*YOUR OBJECTIVE*
Word for word, set down the records and skip each picture.

*RECORDS SUPPLIED*

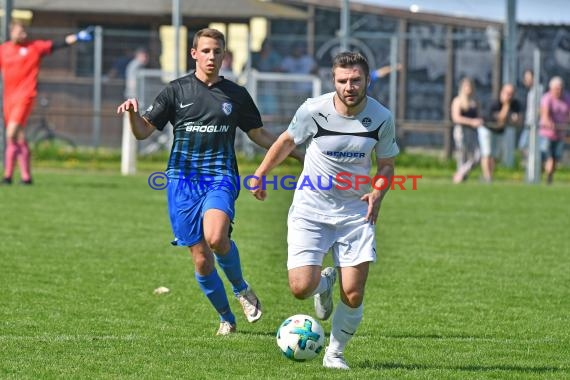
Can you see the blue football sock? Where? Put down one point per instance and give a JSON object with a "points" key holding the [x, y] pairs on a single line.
{"points": [[213, 287], [231, 265]]}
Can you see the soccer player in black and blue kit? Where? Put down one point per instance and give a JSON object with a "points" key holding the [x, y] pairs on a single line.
{"points": [[205, 110]]}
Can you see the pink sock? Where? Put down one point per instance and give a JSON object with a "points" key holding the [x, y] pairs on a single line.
{"points": [[24, 160], [12, 151]]}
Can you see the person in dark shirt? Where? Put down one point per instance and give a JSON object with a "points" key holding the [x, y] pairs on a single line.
{"points": [[205, 110], [505, 111]]}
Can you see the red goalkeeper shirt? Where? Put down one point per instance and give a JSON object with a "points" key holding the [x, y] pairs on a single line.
{"points": [[20, 65]]}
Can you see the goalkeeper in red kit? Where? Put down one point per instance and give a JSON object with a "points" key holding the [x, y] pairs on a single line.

*ANSWER FOR THIS EXERCISE*
Can you see the blue football sock? Where? Put down one point per instance and give a JSON object with a "points" key holding the [x, y] pairs on a single line.
{"points": [[213, 287], [231, 265]]}
Can you see the soccer player in black and blue kit? Where? Put down one point per instance and give a JSON object with a "points" key holding the [x, y] pairs on a single line.
{"points": [[205, 110]]}
Can you see the pink sock? Where? Put down one point per instance and give a JSON object with a "points" key holding the [x, y] pairs on a single line.
{"points": [[24, 160], [12, 151]]}
Can you see the person in dark shirt? Where? Put down one point per instance and give a JSON object with a "points" key holding the [x, y] pairs on a single line.
{"points": [[205, 110], [505, 111]]}
Can you see the red goalkeeper shirt? Where? Put down one point per instance and give a JSON object with a "points" key holding the [x, y] pairs on a single line.
{"points": [[20, 65]]}
Can you see the goalkeeper in red kit? Where? Put down one point per instance and give a JSON object with a "points" key holding the [x, y] pairs on a single line.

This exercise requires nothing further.